Data listing

☆ ☆ ☆ ☆ ☆ ☆ ☆

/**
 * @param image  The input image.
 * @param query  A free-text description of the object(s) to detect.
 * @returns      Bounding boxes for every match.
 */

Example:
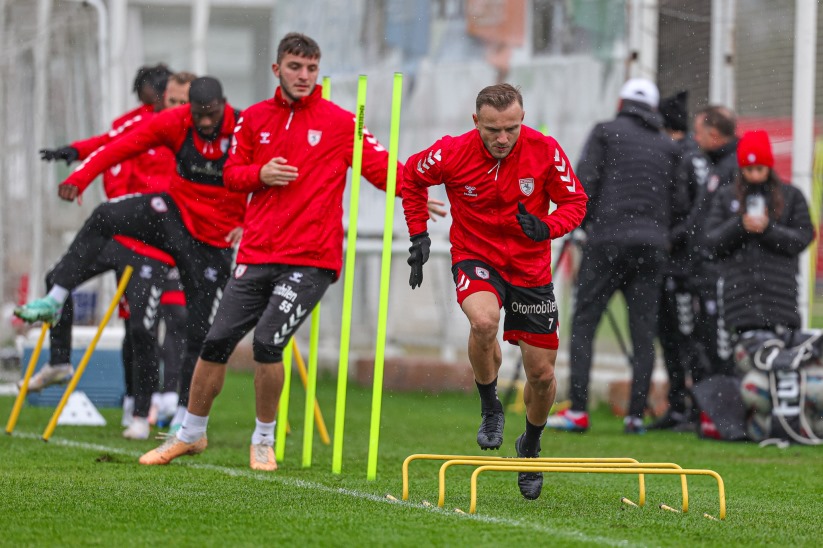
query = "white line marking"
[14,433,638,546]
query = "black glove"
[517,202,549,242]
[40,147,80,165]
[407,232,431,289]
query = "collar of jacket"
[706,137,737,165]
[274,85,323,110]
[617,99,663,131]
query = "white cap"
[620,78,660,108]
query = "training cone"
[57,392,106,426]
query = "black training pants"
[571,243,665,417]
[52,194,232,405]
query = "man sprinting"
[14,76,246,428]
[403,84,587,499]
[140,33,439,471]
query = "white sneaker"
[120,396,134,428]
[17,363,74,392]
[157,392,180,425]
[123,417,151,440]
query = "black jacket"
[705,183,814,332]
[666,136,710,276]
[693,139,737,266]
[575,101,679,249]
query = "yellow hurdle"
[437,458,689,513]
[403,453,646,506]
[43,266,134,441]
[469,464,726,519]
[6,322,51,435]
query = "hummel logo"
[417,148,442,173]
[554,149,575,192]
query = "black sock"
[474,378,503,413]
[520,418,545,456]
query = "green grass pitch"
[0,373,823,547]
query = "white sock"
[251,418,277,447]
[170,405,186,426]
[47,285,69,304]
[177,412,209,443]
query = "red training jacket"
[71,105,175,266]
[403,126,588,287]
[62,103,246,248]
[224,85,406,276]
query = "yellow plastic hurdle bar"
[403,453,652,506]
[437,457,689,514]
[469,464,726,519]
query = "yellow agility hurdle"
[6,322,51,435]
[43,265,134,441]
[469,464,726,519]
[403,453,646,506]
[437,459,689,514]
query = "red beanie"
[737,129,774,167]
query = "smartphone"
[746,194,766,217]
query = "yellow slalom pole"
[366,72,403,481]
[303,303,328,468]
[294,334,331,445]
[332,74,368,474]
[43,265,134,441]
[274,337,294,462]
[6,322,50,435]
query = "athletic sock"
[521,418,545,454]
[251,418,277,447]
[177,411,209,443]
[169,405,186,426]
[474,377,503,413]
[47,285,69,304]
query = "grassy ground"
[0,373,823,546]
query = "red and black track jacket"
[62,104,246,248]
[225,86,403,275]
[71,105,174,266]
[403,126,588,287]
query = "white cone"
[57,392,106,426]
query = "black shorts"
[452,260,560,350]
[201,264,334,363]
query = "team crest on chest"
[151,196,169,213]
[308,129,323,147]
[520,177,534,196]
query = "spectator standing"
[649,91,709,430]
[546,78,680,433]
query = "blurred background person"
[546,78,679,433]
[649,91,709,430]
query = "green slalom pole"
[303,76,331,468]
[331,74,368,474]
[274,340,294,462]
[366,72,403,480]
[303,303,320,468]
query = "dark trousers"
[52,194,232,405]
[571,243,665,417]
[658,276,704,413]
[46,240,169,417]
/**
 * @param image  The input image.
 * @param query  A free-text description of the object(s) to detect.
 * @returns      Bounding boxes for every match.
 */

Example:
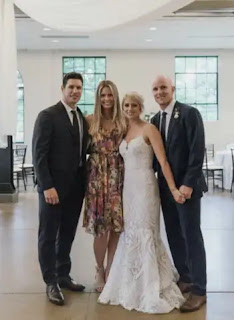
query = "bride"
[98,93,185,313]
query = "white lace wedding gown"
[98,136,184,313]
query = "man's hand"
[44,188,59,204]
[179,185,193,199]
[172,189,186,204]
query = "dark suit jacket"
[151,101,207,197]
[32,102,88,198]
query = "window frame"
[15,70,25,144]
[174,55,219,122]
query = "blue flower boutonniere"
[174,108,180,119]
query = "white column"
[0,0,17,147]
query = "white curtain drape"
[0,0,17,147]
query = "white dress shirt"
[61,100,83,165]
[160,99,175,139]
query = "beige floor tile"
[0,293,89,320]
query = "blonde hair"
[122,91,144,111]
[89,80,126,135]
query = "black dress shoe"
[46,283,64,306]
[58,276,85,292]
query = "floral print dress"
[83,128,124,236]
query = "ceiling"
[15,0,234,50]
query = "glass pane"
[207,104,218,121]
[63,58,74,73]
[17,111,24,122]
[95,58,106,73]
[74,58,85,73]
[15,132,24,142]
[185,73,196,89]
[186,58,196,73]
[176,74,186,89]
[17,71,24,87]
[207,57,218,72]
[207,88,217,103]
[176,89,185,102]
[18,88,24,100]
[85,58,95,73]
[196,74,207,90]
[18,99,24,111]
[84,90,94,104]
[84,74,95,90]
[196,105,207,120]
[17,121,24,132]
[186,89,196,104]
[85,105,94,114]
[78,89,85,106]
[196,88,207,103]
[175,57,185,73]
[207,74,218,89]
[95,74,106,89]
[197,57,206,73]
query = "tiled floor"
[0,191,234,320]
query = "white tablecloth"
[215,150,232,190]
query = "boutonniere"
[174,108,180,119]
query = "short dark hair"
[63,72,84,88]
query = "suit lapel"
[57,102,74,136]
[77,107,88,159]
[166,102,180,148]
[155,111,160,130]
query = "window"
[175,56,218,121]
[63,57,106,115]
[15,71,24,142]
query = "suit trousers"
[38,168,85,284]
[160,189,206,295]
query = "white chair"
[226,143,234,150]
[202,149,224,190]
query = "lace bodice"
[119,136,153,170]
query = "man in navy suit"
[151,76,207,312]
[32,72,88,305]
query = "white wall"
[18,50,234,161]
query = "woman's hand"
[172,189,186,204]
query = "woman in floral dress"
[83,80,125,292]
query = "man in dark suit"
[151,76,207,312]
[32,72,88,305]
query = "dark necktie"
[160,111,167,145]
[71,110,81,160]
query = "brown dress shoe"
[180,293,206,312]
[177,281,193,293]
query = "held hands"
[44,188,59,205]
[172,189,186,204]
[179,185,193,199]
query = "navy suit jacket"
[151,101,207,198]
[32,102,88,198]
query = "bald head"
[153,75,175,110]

☆ ☆ ☆ ☆ ☆ ☆ ☆

- _Aim of the task_
State how many lines in the entries above contain the string "slalom", treating uppercase and lowercase as different, and reply with the number alone.

- _Answer to this exercise_
2